## TASKS TO COMPLETE
- 1) Using the post below on converting Outlook email, explain why the writer converted the eml files to mbox format.
- 2) From the post below on converting Outlook email, extract everything from "I had a small" down to "as the mailbox.".
- 3) Continue the blog post below about converting Outlook email to mbox format from where it stops.

## PASSAGE GIVEN
** Start **

April 3, 2011, 10:24 p.m.
IT

Regex and posix utilities simplifies life

I had a small problem just now. In trying to convert email from Outlook 2011 on the Mac to mbox format, I used the brilliant eml2mbox Ruby script on the directory of files I created by dragging and dropping all email to the Finder, to convert them from eml format to mbox. I did this otherwise MailSteward imports them with a billion different mailbox names, as it uses the subject line as the mailbox.

** End **

## INFORMATION GIVEN
** Start **

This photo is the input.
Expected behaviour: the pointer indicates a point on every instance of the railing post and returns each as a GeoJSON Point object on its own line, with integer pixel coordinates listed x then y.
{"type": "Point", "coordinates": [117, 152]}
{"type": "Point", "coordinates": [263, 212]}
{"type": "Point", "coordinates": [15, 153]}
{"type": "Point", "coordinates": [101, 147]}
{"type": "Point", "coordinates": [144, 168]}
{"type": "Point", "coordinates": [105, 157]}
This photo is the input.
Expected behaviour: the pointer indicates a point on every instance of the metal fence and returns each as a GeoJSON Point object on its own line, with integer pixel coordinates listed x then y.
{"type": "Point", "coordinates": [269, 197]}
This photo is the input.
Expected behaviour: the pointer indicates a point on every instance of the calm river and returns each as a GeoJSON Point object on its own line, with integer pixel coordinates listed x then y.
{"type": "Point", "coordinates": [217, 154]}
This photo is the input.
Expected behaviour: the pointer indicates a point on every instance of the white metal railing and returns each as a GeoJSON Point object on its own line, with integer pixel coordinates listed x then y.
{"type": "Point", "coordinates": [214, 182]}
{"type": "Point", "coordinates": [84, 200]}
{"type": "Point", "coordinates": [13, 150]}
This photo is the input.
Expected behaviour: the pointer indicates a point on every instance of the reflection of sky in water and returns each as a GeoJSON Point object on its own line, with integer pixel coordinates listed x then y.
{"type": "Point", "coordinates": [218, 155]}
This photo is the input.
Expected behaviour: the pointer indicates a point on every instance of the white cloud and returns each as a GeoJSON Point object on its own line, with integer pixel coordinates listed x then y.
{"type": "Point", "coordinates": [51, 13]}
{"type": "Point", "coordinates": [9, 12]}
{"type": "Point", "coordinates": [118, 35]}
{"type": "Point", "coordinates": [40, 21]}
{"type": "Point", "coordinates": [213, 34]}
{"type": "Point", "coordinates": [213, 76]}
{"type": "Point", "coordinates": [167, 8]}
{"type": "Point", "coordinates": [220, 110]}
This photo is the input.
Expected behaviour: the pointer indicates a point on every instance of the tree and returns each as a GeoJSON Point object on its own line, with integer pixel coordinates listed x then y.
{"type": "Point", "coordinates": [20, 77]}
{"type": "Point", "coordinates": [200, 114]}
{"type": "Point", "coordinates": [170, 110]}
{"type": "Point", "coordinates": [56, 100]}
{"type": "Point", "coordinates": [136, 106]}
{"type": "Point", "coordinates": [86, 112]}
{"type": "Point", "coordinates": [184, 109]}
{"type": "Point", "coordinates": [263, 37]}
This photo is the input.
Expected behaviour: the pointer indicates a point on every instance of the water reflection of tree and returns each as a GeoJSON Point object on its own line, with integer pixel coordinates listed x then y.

** End **

## THE ANSWERS
- 1) The writer converted them because otherwise MailSteward would import the messages under a billion different mailbox names, since it uses the subject line as the mailbox.

- 2)
I had a small problem just now. In trying to convert email from Outlook 2011 on the Mac to mbox format, I used the brilliant eml2mbox Ruby script on the directory of files I created by dragging and dropping all email to the Finder, to convert them from eml format to mbox. I did this otherwise MailSteward imports them with a billion different mailbox names, as it uses the subject line as the mailbox.

- 3)
I had several emails however that were sent from the iPhone, and their headers were wrong. Look at an example:

waldo@waldopcm fixed $ head Zipped.eml
From: Waldo Nell
    <IMCEAEX-_O=FHB_OU=FIRST+20ADMINISTRATIVE+20GROUP_CN=RECIPIENTS_CN=hhh@xxx.xx>
To: Some One
    <IMCEAEX-_O=FHB_OU=FIRST+20ADMINISTRATIVE+20GROUP_CN=RECIPIENTS_CN=RRRR@ddd.yy>
Content-Class: urn:content-classes:message
Date: Wed, 26 Nov 2008 10:44:58 -0600
Subject: Zipped
Thread-Topic: Zipped
Thread-Index: AclP5lEwDZMQ7G1VMUiyvRhJDoqWmw==
Message-ID: <A552D92C.2D3%hhh@xxx.xx>
...

As you can see, the first four lines should actually look like this:

waldo@waldopcm fixed $ head Zipped.eml
From: Waldo Nell  <IMCEAEX-_O=FHB_OU=FIRST+20ADMINISTRATIVE+20GROUP_CN=RECIPIENTS_CN=hhh@xxx.xx>
To: Some One <IMCEAEX-_O=FHB_OU=FIRST+20ADMINISTRATIVE+20GROUP_CN=RECIPIENTS_CN=RRRR@ddd.yy>
Content-Class: urn:content-classes:message
...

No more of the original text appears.